[RECORDS SUPPLIED start]

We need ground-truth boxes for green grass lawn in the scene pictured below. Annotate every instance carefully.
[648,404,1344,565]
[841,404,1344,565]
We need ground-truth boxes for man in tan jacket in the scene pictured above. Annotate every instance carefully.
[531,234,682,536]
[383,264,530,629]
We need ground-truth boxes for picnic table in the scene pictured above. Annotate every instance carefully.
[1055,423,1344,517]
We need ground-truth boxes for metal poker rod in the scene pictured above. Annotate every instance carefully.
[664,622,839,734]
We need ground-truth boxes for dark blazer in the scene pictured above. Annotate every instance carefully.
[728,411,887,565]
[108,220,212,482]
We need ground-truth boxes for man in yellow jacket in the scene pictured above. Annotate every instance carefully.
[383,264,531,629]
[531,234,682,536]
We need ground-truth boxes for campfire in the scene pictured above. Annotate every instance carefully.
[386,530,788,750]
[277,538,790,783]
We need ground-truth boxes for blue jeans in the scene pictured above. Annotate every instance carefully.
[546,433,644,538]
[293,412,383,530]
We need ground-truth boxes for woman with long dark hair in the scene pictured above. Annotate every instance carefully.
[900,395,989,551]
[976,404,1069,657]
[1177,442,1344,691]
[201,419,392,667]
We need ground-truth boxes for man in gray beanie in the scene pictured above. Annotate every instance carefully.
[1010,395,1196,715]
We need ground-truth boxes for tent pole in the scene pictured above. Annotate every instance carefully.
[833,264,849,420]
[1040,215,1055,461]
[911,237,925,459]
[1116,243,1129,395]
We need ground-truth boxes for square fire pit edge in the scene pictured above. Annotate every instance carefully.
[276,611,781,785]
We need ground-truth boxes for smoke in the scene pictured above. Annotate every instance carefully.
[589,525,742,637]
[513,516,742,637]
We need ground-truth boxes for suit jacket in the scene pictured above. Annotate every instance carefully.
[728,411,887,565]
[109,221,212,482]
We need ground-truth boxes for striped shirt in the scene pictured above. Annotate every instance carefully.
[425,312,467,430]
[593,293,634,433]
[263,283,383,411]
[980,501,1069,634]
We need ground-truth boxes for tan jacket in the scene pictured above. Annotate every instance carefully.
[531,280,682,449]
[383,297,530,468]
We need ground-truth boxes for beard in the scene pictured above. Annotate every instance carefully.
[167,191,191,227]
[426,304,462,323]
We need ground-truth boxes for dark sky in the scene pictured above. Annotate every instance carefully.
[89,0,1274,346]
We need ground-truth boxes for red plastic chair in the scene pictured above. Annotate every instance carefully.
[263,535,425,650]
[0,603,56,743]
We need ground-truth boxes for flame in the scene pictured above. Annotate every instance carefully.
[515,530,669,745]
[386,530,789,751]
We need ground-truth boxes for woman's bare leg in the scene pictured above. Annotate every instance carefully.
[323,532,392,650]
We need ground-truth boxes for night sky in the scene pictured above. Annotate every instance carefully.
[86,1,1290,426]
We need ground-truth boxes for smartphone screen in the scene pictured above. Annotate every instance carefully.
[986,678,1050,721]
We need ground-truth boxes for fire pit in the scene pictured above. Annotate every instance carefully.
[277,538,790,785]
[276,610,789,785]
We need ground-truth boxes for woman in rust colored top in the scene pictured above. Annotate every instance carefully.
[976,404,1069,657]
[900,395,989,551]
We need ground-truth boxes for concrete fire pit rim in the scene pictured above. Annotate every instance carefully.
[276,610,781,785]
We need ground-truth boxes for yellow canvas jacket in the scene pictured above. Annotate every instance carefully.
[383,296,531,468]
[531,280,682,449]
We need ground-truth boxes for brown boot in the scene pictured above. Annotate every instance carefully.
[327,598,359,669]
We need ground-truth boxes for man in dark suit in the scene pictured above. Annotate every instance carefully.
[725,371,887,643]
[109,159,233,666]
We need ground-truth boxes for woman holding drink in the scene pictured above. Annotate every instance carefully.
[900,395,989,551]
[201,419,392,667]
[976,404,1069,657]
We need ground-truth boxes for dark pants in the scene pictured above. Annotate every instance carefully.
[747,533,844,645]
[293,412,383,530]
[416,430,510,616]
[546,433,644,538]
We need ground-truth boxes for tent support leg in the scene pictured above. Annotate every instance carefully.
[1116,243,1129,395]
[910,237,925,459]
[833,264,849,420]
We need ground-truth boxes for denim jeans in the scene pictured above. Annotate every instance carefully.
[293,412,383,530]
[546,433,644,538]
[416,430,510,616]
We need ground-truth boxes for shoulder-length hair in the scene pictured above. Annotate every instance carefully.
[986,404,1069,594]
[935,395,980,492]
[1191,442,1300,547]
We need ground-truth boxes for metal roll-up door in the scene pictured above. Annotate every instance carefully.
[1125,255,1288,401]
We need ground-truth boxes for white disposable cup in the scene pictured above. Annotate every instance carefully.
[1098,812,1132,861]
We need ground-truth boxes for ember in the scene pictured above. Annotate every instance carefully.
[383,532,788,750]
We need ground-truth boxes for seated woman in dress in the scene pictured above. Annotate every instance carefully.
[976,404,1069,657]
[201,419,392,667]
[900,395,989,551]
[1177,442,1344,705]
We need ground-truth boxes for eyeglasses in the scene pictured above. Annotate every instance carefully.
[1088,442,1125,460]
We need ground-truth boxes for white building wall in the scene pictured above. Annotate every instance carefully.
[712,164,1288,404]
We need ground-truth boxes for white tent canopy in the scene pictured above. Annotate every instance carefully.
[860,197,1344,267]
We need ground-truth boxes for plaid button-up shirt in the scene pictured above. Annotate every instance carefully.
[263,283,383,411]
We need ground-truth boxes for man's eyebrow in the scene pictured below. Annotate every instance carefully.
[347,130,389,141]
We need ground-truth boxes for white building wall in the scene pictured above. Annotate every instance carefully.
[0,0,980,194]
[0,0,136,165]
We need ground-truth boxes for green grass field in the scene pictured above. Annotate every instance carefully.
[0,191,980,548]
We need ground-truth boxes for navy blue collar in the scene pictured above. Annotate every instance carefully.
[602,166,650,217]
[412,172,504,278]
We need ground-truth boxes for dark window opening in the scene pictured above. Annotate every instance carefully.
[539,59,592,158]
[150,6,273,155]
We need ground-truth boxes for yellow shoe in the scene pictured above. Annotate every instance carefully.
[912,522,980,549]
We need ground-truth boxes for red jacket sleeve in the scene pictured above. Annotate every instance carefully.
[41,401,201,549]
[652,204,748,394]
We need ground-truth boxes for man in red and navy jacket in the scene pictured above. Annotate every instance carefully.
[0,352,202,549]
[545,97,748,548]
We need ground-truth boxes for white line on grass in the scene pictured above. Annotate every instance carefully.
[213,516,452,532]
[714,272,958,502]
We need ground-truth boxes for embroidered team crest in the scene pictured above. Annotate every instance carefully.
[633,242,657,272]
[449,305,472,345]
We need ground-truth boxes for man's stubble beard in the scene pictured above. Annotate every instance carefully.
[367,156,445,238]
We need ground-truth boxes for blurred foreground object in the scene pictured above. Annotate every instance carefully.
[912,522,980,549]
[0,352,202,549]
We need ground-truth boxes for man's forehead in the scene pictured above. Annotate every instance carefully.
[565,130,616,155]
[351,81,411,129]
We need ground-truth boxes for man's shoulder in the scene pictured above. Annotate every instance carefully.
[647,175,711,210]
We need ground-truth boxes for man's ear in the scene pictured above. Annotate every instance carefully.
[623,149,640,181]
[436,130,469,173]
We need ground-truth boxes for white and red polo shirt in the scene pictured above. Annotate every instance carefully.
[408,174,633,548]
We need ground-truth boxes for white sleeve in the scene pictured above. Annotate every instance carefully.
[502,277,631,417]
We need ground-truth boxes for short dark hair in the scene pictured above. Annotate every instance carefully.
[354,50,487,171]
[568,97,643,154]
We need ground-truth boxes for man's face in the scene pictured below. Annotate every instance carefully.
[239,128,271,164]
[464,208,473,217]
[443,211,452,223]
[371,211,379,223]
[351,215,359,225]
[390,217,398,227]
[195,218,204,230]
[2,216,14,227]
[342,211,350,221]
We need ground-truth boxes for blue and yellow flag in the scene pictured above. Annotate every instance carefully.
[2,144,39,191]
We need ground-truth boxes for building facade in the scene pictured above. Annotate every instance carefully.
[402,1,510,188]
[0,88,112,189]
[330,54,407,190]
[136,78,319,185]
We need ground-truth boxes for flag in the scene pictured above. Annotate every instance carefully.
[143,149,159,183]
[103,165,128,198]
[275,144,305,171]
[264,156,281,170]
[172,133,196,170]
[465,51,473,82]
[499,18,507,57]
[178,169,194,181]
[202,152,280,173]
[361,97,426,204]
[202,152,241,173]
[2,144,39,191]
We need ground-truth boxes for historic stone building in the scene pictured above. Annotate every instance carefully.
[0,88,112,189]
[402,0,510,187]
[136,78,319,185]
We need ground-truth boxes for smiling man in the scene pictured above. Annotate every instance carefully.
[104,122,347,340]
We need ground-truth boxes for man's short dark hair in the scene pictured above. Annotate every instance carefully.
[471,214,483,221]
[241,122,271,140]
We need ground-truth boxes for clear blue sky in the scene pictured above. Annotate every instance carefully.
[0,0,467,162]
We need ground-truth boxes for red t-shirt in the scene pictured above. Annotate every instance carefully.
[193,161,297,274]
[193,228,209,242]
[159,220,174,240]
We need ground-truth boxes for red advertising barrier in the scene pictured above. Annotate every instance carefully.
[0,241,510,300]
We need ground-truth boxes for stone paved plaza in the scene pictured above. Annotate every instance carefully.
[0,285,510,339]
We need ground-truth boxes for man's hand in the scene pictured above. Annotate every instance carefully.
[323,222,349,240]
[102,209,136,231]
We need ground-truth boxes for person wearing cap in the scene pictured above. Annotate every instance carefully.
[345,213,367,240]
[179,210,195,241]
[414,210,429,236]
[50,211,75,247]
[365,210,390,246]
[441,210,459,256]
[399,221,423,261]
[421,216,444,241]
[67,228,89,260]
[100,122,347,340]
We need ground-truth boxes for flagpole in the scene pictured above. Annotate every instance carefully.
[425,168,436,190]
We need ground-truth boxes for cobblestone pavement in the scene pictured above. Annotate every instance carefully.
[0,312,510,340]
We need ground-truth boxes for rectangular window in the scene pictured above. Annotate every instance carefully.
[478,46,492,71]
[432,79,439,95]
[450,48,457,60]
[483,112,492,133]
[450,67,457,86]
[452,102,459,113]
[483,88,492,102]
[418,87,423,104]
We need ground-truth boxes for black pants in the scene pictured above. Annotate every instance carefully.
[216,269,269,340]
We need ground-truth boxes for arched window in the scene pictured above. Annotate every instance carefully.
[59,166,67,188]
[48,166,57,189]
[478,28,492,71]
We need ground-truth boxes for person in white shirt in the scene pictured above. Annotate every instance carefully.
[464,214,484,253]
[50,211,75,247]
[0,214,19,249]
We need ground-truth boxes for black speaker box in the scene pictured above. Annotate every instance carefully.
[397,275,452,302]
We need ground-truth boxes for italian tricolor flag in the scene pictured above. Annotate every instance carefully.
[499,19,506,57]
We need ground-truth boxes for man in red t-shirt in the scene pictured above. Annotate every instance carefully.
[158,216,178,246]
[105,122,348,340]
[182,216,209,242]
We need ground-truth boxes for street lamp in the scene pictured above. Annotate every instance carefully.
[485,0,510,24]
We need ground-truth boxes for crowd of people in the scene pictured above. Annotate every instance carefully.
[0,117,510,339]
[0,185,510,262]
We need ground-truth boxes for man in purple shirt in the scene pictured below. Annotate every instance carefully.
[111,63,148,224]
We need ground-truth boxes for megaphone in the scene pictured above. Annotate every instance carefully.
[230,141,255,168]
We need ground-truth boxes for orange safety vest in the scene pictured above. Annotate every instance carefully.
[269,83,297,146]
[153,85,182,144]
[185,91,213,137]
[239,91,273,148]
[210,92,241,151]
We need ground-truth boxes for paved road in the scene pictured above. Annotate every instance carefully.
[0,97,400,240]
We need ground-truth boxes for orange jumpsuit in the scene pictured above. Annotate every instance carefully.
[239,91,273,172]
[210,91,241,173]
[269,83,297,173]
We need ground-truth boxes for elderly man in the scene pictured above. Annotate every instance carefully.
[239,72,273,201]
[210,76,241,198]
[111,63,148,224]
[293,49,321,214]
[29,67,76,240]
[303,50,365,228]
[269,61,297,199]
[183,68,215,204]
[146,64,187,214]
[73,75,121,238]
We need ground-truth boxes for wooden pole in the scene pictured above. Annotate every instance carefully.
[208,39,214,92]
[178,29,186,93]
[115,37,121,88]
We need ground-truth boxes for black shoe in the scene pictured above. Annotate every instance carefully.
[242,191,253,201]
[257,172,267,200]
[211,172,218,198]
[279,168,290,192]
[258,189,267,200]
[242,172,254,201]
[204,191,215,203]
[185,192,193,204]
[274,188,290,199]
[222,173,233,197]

[RECORDS SUPPLIED end]

DESCRIPTION OF THE TASK |
Write out the data again, starting with the line with "We need ground-truth boxes for fire" and going on through the line with "[383,532,788,750]", with "dark pants" replaced by "dark trousers" and nothing else changed.

SOLUTION TO THIS TASK |
We need ground-truth boxes for fire pit in the scene pictured above. Annotate every instance carefully.
[277,538,790,785]
[276,610,789,785]
We need ground-truth boxes for woman in rust colored top in the scene pictured above. Annotate every instance carefully.
[976,404,1069,657]
[900,395,989,551]
We need ground-truth boxes for concrete fire pit rim in the scene pictured above. Annotate every instance carefully.
[276,610,781,785]
We need ground-truth boxes for yellow canvas jacket in the scene pictured above. Annotate every instance carefully.
[383,296,531,468]
[531,280,682,449]
We need ground-truth boxes for brown boot in the scene pictured above. Annotate every instance carefully.
[327,598,359,669]
We need ground-truth boxes for man in dark suit in the scene pictured above. Annotate every instance carefully.
[725,371,887,643]
[109,159,233,666]
We need ground-truth boxes for woman holding drink in the scene pictured above. Annotate every instance carefully.
[900,395,989,551]
[201,419,392,667]
[976,404,1069,657]
We need ground-truth boxes for dark trousers in the scene pictured above. Annotate every instance carefully.
[747,533,844,645]
[293,412,383,530]
[416,430,510,616]
[546,433,644,538]
We need ground-truth boxes for tent support leg in the scene pictured above. Annotate every instance carefully.
[1116,243,1129,395]
[910,237,925,459]
[833,264,849,420]
We need ground-truth boxes for denim jeans in the scene pictured above. Annotate every instance carefully.
[293,412,383,530]
[546,433,644,538]
[416,430,510,616]
We need ground-truth boxes for shoulder-length hair in the scene pictured above. Annotate every instance carefully.
[986,404,1069,594]
[935,395,980,492]
[1191,442,1300,547]
We need ground-truth boxes for metal roll-up door in the scene pictured above. Annotate every instance carefully.
[1125,255,1288,401]
We need ground-truth boxes for white disposable cup in the scene pictured above. Annotate every instance carefully.
[1098,812,1132,861]
We need ground-truth boxes for ember in the scene pictured above. Annotate every instance carefully.
[383,532,788,750]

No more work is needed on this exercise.